EXERCISES |
1. Answer these from the text on Saifuddin, one line each:
(a) At what age did Saifuddin become the 51st al-Dāʿī al-Mutlaq?
(b) In what year did his chancellorship of Aligarh Muslim University begin?
(c) Who founded Dars-e Saifee, and in which city?
2. Please list each institute the text on Saifuddin names as one of his that bears his name, together with its city.

SUPPLIED TEXT |
+ + + + + + +
Saifuddin became the 51st al-Dāʿī al-Mutlaq in the year 1915 at the age of 28.

During his reign, he rebuilt and repaired many monuments of the Fatimid Imams, al-Dāʿī al-Mutlaq, and other structures, and artifacts.

===Education===
Saifuddin was instrumental in setting up over 350 co-ed institutes, some of which bear his name, including but not limited to: Aljamea-tus-Saifiyah in Surat, Saifee Hall in Calcutta, Saifiyah Girls School in Karachi, Saifi High in Mumbai, Saifee Nursery at Saifee Mahal in Mumbai, Saifee Eide Zahabi College in Karachi, Saifee Golden Jubilee Quaderia College in Burhanpur, Saifee Jubilee Arts and Commerce College in Sidhpur. Mohammed Burhanuddin later organized the schools under the banner of MSB Educational Institute (also known as Al Madrasa Tus Saifiya Tul Burhaniyah), which are affiliated with Indian Certificate of Secondary Education and, as of 2011, has branches in 22 cities across India, Pakistan, East Africa, and the Middle East. Burhanuddin organized the numerous religious schools world-wide known as Madrasas under the purview of the department of Attalim.

Saifuddin was appointed the Chancellor of Aligarh Muslim University for four consecutive terms, starting in 1953. Under Saifuddin's chancellorship, Jawaharlal Nehru, first Prime Minister of India, laid the foundation of Asia's largest library, the Maulana Azad Library, at AMU.

====Aljamea-tus-Saifiyah====

Saifuddin from his own personal wealth renovated Dars-e Saifee, an institution of Islamic studies, founded by his predecessor Abdeali Saifuddin c. 1810 in Surat, transformed it in to a university by introducing secular courses and establishing affiliations with international educational bodies, and consequently renamed it Aljamea-tus-Saifiyah (lit. 'The Saifiyah University').
+ + + + + + +
COLLECTED DATA |
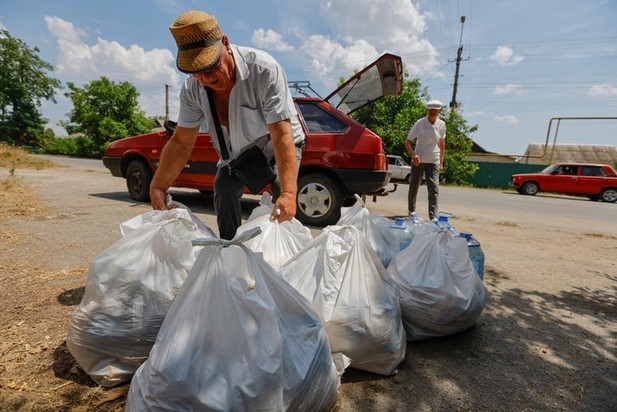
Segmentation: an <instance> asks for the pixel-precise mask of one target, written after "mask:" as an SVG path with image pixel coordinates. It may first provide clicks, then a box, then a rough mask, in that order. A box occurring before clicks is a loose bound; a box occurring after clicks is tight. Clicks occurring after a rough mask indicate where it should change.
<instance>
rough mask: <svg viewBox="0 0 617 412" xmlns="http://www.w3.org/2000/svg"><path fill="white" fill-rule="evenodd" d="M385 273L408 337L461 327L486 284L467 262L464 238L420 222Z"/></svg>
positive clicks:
+ + + + + + +
ANSWERS BELOW |
1.
(a) 28
(b) 1953
(c) Abdeali Saifuddin, in Surat

2.
Aljamea-tus-Saifiyah, Surat
Saifee Hall, Calcutta
Saifiyah Girls School, Karachi
Saifi High, Mumbai
Saifee Nursery at Saifee Mahal, Mumbai
Saifee Eide Zahabi College, Karachi
Saifee Golden Jubilee Quaderia College, Burhanpur
Saifee Jubilee Arts and Commerce College, Sidhpur